> _THE PROBLEM_:
Replace "Put a marker there" with "Place a point there" everywhere it occurs in the rows below, and give the rows back with nothing else changed.

> _LISTED RECORDS_:
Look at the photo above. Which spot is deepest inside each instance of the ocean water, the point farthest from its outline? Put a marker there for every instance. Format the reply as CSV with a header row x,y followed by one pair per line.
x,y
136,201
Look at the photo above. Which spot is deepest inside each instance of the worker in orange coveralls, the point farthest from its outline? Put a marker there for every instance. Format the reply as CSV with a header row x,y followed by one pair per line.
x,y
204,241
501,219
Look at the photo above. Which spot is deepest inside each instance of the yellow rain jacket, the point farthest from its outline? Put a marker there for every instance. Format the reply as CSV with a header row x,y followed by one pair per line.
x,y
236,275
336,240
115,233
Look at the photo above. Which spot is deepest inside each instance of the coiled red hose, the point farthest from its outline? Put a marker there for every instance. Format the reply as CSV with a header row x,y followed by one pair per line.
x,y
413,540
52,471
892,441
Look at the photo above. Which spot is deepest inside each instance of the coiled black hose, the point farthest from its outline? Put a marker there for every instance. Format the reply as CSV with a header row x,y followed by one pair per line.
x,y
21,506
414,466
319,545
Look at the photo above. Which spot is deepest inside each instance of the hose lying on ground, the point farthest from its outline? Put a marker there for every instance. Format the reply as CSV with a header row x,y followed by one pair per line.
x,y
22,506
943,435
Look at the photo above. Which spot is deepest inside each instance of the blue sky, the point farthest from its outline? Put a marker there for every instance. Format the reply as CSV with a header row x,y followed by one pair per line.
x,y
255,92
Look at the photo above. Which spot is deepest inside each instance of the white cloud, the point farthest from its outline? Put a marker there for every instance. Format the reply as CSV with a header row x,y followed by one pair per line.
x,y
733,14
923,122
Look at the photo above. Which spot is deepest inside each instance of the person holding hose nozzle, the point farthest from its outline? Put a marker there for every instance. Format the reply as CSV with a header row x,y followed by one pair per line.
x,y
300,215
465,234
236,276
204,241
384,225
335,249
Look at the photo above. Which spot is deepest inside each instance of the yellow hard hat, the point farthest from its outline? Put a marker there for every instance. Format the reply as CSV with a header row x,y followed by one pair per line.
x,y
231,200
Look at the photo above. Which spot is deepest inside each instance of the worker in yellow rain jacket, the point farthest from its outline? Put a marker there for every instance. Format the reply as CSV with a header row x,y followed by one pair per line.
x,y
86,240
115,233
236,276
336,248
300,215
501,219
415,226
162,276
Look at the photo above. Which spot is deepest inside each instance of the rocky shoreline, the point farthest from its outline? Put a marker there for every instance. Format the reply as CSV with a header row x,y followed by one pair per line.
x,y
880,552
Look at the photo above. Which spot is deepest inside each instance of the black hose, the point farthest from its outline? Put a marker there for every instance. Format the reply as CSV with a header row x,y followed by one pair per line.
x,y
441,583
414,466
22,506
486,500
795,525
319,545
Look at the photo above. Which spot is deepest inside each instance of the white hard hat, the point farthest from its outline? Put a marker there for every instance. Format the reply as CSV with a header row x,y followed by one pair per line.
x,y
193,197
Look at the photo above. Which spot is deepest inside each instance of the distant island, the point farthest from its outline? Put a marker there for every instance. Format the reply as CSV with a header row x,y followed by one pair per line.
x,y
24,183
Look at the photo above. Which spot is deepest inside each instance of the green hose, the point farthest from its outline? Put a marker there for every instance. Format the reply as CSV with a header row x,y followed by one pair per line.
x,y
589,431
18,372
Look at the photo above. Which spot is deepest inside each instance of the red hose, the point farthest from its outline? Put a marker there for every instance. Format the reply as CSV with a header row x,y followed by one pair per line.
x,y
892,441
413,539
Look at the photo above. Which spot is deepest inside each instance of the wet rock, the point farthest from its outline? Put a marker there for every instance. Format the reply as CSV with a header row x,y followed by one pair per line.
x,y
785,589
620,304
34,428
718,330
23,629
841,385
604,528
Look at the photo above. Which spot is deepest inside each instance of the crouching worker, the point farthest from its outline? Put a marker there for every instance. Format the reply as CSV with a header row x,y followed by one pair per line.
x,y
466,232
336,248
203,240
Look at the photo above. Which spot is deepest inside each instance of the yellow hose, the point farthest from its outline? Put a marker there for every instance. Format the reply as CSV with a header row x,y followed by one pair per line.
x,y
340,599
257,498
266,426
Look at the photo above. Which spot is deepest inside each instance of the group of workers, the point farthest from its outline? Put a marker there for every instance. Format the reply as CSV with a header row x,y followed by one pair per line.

> _RESPONSE FOR THIS EXERCISE_:
Look at the photo above. Which spot is deepest inside each instance of the ocean water, the point farthest from its outline? Place a point there for every instance. Format the reply as CSV with a header row x,y followed by one pair per line.
x,y
136,201
Look at the photo above. Which spot is deepest inside each instance of the worker in orange coveralls, the point farthest from its outline? Place a point there for every instance. Format the reply as CSV with a header row x,y followed by one pair per line.
x,y
204,241
501,219
Look at the photo above. Which spot is deepest inside each instance of the yellow rain jacket, the point farthest from its outline? Place a point there for every instance. Format the reply as CSV with a header row x,y followed by one pair per line.
x,y
236,275
336,240
115,233
Look at the photo above. Which spot is deepest inside each instance of the coiled red hose, the point farthest from its outline? Place a point there for every instance. Format the reply as CSV with a header row x,y followed by one pair per line.
x,y
413,540
52,471
892,441
Look at the photo above. Which spot is deepest inside each instance of the coiled black hose, the point farthest from its outline? Place a point there for every instance. Format the reply as CSV with a header row x,y followed by one pair per line.
x,y
21,506
414,466
319,545
Look at the photo above. Which spot is deepest inside each instance of the hose lying on ground, the point farthest from its outline? Place a point there for every instance. Format the reply as CSV with a header row x,y followed by one pair per line.
x,y
22,506
943,435
Look at the photo above. Which spot is deepest inside each instance of the blue sky, the point farthest from its outline? Place a point there for every instance. Format the reply as CSV with a header row x,y followed by one pair per line.
x,y
255,92
Look at the photo above. Which spot is deepest inside each instance of the white cloud, the point farthest from its outline? Place a point there for every instance. Format the reply as CSV with a header row x,y followed by one pair per line.
x,y
733,14
923,122
Look at the photo above. Which spot is deepest inside each instance of the person holding hose nozzle, the point farthest from its outline? Place a point there for every instance. Format the reply as CSV with a header row x,y followed by one pair per line.
x,y
300,215
465,234
236,276
204,241
384,225
335,249
Look at the photo above. Which spot is deepest inside each instance of the yellow hard hat, the point farthest from its outline? Place a point there for every instance. Format the reply as CSV with a header row x,y followed by one pair per line.
x,y
231,200
Look at the photo above. Which spot is deepest inside each instance of the worker in yellow rain jacket, the point farthest from its outline? Place a point there for every instance. Format the reply as CSV with a header row x,y followed by one pair per line.
x,y
86,240
115,233
236,276
336,248
300,215
501,219
415,226
162,276
Look at the photo above. Which spot is deepest inside each instance of the rocky shoreline, the point farthest from its outline? Place a point there for every instance. Format the reply as CSV with a header row x,y followed by one pair per line.
x,y
880,552
Look at the photo above. Which spot is deepest inside each instance of the black hose, the point farthest from its outline? Place a point there for every instance. Format the reply as CSV with a header row x,y followed by one pair per line.
x,y
441,583
414,466
22,506
486,500
795,525
319,545
Look at the photo above. Which spot is deepest inside each instance of the white hard hat, the point farthest from its outline? Place a point there for every instance. Format the reply as CSV with a header row x,y followed by one pair per line.
x,y
193,197
Look at the photo above. Which spot is deepest inside each instance of the distant island, the point farthest from its outline? Place a point there for every instance. Format the reply as CSV with a header row x,y followed by one pair per line.
x,y
24,183
Look at the photo above. Which spot is deepest inside each instance of the green hose, the point farthest from its outline? Place a point there for every instance. Format the reply as CSV with a header row x,y followed by one pair per line.
x,y
589,431
18,372
Look at the photo above. Which spot is deepest inside each instance of the red hose, the point farthest from its outline? Place a point there for every instance. Format the reply as CSV with a header row x,y followed by one pair per line.
x,y
892,441
413,539
Look at the photo above. Which spot is deepest inside each instance of the wet rock, the point farthest from its outline? Place a point there for every instance. Format the reply as CSV with a header row x,y followed by one pair per line.
x,y
785,589
620,304
34,428
718,330
23,629
841,385
604,528
Look at the photo above. Which spot is deepest inside each instance of the crouching worker, the point farthest from its outline? Place a point there for every instance. Format the reply as CSV with a header row x,y followed by one pair per line.
x,y
466,232
336,248
203,240
Look at the photo above. Which spot is deepest inside each instance of the yellow hose, the point farthest from its outline? Place a point there for every instance. Format the reply as CSV with a header row x,y followed by one pair per line.
x,y
340,599
257,498
266,426
Look at the photo above. Which spot is deepest inside each instance of the group of workers, the point farthest from its outline? Place a point there for every instance. Format the reply as CSV with a header row x,y followed by one pair per line.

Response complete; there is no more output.